++++ ЦИТИРУЕМЫЙ ТЕКСТ

Функционирует при финансовой поддержке Министерства цифрового развития, связи и массовых коммуникаций Российской Федерации

Кульминация или пролог?

Страничка главного редактора

 

Время, в которое мы живем, уже поименовано по существу происходящего, а поскольку существо происходящего понимается по-разному, то именования столь же различны, если не сказать больше. Одни говорят — реформа, другие — катастрофа. Но однажды взглянув на историю реформ в России, я вдруг открыл для себя, что слова «реформа» и «катастрофа» не столь уж взаимоисключающие, если понимать их в аспекте исторической взаимосвязи события и последствий. Можно было бы рискнуть и выстроить любопытную концепцию о противопоказанности для России волевого реформаторства, за фактами дело не стало бы, однако любая историческая концепция — это только слепок истории, в лучшем случае правдоподобный. Тем более если вспомнить отнюдь не риторическое утверждение Тютчева относительно того, что «умом Россию не понять», то преодоление концептуального зуда может оказаться наиболее продуктивным посредством метода сравнительной демонстрации, когда естественная потребность в исторических параллелях удовлетворяется подбором иллюстративного материала.

Сегодня чаще всего мы оглядываемся на эпоху Смутного времени и на февраль семнадцатого. Я же хочу предложить для рассмотрения фактически всего один день марта месяца года тысяча восемьсот шестьдесят первого. Итак...

Дню вчерашнему — забвенье,
Дню грядущему — привет...
                                 И.С. Аксаков

5-е марта 1861 года — это был последний день масленицы, Прощеное воскресенье. Нет никаких указаний на то, что обнародование манифеста было специально приурочено к этому дню, хотя в воспоминаниях современников проскальзывает намек на то, что у противников реформы имелись некоторые надежды на «народное буйство», поскольку именно на этот день, согласно прежней статистике, приходилось наибольшее количество проданного вина, и день этот бывал всегда весьма хлопотным для полицейской службы.

О том, что волнения народа предусматривались правительственной администрацией, свидетельствует «Русский Архив» (1892, № 1). Генерал-губернатор Игнатьев заранее разослал по воинским частям Петербурга подробные инструкции об их месте пребывания в день провозглашения манифеста и в последующие дни. Городовым выдали револьверы. Всем воинским чинам отменили отпуска. В Москве же заметно активизировалась деятельность пеших и конных патрулей.

++++++++
++++ ИСХОДНЫЙ МАТЕРИАЛ

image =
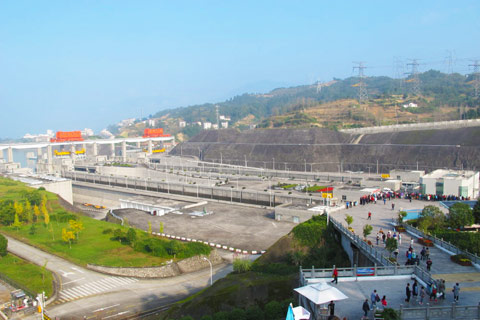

++++++++

◆ **ПИСЬМЕННЫЕ ЗАДАНИЯ**:
(A) Каким днем было 5 марта 1861 года, согласно цитируемому тексту?
(B) Перескажите в виде списка абзац цитируемого текста, который начинается словами «О том, что волнения народа», сохранив его главные факты.

◆ **ОТВЕТЫ К ЗАДАНИЯМ**:
(A) Это был последний день масленицы, Прощеное воскресенье.

(B)
- Правительственная администрация предусматривала волнения народа, об этом свидетельствует «Русский Архив» (1892, № 1).
- Генерал-губернатор Игнатьев заранее разослал воинским частям Петербурга подробные инструкции о том, где им находиться в день провозглашения манифеста и в последующие дни.
- Городовым выдали револьверы.
- Всем воинским чинам отменили отпуска.
- В Москве заметно активизировалась деятельность пеших и конных патрулей.